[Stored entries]
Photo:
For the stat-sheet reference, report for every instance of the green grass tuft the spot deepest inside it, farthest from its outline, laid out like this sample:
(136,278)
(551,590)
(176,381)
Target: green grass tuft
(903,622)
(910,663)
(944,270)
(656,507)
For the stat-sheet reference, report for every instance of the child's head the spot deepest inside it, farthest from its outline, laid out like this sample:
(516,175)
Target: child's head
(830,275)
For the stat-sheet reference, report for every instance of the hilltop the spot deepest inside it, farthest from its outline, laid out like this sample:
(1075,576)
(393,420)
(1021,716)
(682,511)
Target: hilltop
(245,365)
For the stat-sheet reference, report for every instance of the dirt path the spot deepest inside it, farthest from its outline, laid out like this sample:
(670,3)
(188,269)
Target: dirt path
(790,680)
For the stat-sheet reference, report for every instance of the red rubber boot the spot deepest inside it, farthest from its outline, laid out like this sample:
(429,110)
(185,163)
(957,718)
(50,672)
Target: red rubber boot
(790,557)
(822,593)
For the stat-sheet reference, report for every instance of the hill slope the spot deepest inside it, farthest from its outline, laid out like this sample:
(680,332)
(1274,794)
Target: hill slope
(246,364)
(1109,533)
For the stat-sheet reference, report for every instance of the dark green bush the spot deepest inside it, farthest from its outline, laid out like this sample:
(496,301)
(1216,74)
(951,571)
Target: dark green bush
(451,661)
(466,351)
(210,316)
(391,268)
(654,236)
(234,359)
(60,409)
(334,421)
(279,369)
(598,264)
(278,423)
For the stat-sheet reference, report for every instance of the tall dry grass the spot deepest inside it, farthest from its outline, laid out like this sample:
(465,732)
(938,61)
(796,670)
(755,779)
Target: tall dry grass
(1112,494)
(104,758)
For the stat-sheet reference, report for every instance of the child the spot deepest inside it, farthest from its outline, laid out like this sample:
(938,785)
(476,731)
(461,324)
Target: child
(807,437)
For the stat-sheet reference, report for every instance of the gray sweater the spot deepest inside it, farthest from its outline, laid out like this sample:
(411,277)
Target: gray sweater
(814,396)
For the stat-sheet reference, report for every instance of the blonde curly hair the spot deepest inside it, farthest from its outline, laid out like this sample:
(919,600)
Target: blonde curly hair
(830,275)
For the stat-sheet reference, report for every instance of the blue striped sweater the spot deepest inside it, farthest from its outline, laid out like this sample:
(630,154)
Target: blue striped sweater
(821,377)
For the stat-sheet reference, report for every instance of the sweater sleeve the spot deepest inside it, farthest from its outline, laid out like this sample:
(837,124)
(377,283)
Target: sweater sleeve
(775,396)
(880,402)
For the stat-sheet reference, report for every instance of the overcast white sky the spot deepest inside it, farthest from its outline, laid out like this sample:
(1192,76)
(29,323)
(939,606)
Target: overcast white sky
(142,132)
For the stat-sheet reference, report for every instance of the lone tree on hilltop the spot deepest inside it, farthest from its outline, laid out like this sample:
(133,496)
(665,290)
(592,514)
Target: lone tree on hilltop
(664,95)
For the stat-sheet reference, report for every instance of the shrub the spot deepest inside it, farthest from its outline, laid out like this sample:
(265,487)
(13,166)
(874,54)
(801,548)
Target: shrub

# Try it
Output every record above in full, exactly as it reads.

# Task output
Photo:
For the stat-sheet reference, report for every instance of the green grass tuft the spot deepest inside it, farthest from its outline, laid out like this sample:
(136,278)
(551,590)
(176,381)
Target: green grass tuft
(903,622)
(910,663)
(944,270)
(656,507)
For the stat-sheet reference, report for every instance of the child's head the spot deepest inside it, farthest from its outline, laid out like this sample:
(516,175)
Target: child's head
(830,275)
For the stat-sheet reference, report for every instance of the hilltop the spot deepest inside it, farthest from its outline, laid out like this sample:
(1075,576)
(393,420)
(1021,716)
(682,511)
Target: hilltop
(245,365)
For the stat-sheet reference, report for every instance of the dirt path the spot deepest inside it, farthest from its outline, laid out like this sample:
(670,3)
(188,269)
Target: dirt path
(790,680)
For the stat-sheet reference, report for every instance of the red rubber boot the spot deepest inside it, farthest from its outline, laid out like this sample:
(429,110)
(185,163)
(957,718)
(50,672)
Target: red rubber boot
(790,557)
(822,593)
For the stat-sheet reference, report for every instance of the hill slope the spot deepest inside it, farthest from its outline, laid out like this sample:
(680,332)
(1274,794)
Target: hill slope
(246,364)
(1109,533)
For the stat-sheet reference, report for every instance of the dark green bush the spot deepest inside it, farthest from its outline, laid out like this sample:
(496,301)
(1216,74)
(951,571)
Target: dark green bush
(451,661)
(466,351)
(210,316)
(391,268)
(654,236)
(234,359)
(60,409)
(334,421)
(279,369)
(598,264)
(278,423)
For the stat-sheet reference, report for every instance of the tall dry grass the spot deepest inside it, farthest from its outline, laid out like this sample:
(465,732)
(938,61)
(796,670)
(755,779)
Target: tall dry grass
(1112,494)
(104,758)
For the stat-sheet reference, report for every instance of the child the spot deepest inside it, farthest from its outline, laid out like this sample:
(938,785)
(476,731)
(461,324)
Target: child
(807,437)
For the stat-sheet reference, report for every instance of the gray sweater the spot deepest inside it, farthest from its outline, laid out like this sample:
(411,277)
Target: gray sweater
(814,396)
For the stat-sheet reference, report for every instance of the blonde curly hair the spot deepest inside it, farthest from its outline, laid out like this sample:
(919,600)
Target: blonde curly hair
(830,275)
For the stat-sheet reference, report for every instance of the blue striped sweater the spot deepest inside it, farthest from its outline, laid out like this sample:
(630,154)
Target: blue striped sweater
(821,377)
For the stat-sheet reference, report for every instance of the sweater sleeve the spot deepest inside it, farthest from its outline, laid out like this sample:
(837,124)
(377,283)
Target: sweater sleeve
(775,396)
(880,402)
For the stat-sheet reference, report for every instance of the overcast white sky the spot deepest inside it, farthest from its outline, laid out like this sample:
(1192,76)
(29,323)
(939,606)
Target: overcast white sky
(142,132)
For the stat-sheet reference, report for every instance of the lone tree on hilltop the spot deepest inside it, farthest from its outline, laid out like this sample:
(133,496)
(665,290)
(592,514)
Target: lone tree on hilltop
(664,95)
For the stat-sheet reference, report for every instance of the shrub the spot deepest inside it, farthest from its outline, laid out like this sample:
(265,487)
(13,166)
(874,54)
(801,548)
Target: shrub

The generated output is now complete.